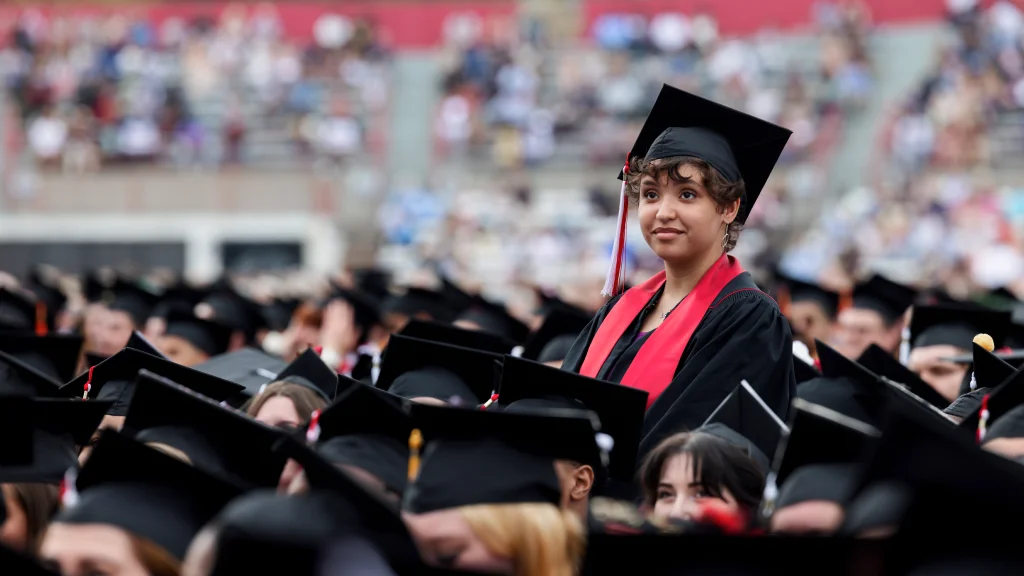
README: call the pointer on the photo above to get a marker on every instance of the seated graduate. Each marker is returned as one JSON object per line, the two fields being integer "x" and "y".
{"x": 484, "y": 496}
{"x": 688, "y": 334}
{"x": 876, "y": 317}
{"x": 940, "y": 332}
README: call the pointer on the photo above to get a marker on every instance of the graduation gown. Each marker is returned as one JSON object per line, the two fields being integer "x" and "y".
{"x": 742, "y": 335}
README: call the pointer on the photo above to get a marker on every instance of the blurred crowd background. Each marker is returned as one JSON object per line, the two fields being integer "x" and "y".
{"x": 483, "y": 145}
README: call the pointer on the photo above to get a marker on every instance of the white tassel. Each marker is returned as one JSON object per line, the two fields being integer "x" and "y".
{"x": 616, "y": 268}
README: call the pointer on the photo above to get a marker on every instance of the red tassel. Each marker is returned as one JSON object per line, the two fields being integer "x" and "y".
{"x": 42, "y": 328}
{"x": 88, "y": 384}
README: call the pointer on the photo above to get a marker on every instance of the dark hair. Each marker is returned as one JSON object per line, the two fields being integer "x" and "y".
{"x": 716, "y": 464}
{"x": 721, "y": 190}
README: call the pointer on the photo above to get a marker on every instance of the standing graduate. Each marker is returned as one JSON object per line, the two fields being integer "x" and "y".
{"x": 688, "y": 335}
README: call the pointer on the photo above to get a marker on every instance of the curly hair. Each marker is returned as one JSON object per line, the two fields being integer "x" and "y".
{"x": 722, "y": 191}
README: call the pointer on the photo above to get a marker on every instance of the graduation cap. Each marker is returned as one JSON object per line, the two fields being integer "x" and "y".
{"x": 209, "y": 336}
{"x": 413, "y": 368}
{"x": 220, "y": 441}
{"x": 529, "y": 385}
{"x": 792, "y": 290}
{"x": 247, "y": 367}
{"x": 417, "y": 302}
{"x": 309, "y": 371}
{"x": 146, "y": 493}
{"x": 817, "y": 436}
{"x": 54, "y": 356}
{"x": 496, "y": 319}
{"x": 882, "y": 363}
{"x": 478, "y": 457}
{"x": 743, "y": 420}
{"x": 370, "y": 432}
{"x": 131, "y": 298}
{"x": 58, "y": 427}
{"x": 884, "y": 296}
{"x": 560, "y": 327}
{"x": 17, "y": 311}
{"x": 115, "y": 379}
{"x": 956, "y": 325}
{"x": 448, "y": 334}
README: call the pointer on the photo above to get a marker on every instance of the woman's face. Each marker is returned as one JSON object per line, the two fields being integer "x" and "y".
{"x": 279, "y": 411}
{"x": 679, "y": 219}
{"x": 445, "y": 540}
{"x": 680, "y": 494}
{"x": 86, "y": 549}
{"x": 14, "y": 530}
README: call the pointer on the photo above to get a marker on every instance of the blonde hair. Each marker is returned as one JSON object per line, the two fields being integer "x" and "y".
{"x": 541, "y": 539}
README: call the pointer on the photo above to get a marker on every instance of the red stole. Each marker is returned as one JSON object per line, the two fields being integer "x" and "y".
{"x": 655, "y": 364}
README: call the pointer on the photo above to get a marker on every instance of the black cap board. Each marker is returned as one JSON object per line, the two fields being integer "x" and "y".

...

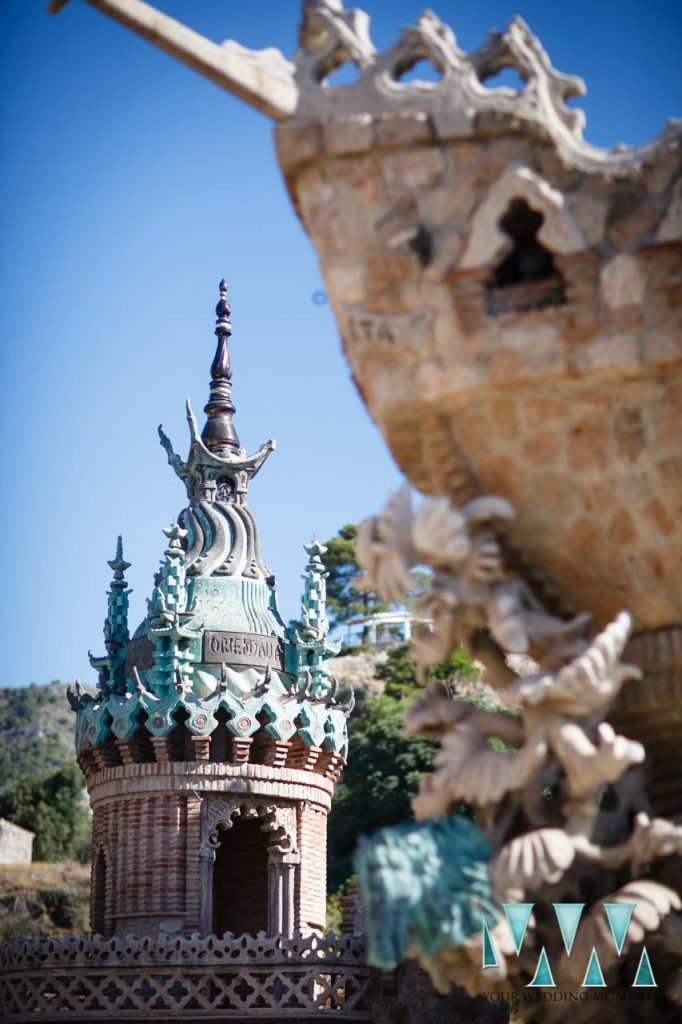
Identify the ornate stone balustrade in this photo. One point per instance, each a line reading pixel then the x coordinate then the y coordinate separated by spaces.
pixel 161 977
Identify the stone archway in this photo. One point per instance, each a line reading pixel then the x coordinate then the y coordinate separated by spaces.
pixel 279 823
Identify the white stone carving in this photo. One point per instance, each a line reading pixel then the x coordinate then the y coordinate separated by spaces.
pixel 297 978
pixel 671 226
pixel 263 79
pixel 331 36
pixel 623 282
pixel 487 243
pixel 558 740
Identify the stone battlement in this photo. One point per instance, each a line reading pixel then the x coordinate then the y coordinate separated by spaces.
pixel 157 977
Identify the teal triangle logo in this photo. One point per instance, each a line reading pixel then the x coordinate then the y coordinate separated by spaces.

---

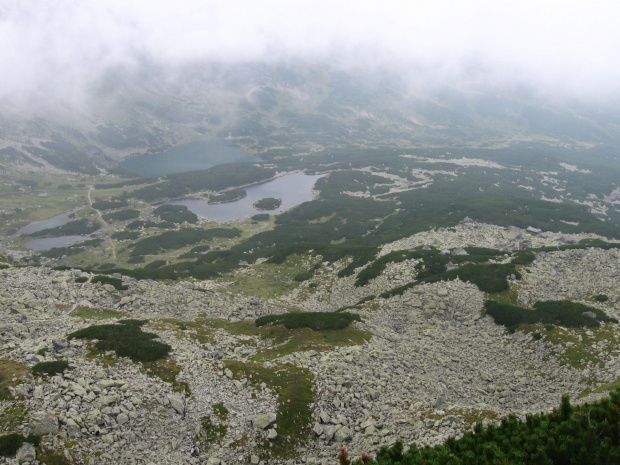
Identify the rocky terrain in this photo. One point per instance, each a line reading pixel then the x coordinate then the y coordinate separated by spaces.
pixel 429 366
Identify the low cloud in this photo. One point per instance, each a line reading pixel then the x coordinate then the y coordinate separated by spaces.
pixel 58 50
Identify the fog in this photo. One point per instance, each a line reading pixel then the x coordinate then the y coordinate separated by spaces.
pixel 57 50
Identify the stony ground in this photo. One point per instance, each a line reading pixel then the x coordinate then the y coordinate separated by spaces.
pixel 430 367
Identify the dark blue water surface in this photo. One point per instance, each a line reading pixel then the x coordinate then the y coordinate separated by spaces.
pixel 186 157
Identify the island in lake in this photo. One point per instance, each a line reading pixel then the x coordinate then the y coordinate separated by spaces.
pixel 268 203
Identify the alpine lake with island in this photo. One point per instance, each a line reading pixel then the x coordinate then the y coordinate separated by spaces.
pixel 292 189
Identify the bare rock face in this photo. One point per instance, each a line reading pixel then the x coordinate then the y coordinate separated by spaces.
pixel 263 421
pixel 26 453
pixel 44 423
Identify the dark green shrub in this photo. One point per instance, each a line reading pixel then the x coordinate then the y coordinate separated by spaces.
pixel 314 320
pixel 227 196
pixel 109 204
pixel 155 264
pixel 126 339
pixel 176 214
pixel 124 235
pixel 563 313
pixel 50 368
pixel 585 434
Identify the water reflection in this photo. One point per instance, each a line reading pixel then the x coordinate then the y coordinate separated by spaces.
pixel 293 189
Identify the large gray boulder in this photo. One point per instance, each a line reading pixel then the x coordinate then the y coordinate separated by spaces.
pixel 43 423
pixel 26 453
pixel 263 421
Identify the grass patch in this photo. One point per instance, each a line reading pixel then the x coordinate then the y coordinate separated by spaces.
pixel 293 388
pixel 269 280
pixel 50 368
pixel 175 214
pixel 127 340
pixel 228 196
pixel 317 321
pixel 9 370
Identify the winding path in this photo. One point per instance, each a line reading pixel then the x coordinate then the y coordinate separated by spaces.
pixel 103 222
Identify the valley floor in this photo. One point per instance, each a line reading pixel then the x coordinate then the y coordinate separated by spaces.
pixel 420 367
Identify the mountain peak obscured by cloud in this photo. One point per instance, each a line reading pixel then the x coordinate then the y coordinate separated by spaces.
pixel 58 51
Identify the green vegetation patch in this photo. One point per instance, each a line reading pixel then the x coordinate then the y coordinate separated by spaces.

# WRITTEN EXERCISE
List each line in the records above that contains the string "graduation". Copy every such line in full.

# FULL ANSWER
README: call the pointer on the photo above to get a marker on every instance of the graduation gown. Each marker is returned as one JSON object per line, the two fields being integer "x" and "y".
README: call the pointer on the photo above to get a marker on every instance of the graduation cap. Each marker is returned as one JSON object per line, the two fields being integer "x" and "y".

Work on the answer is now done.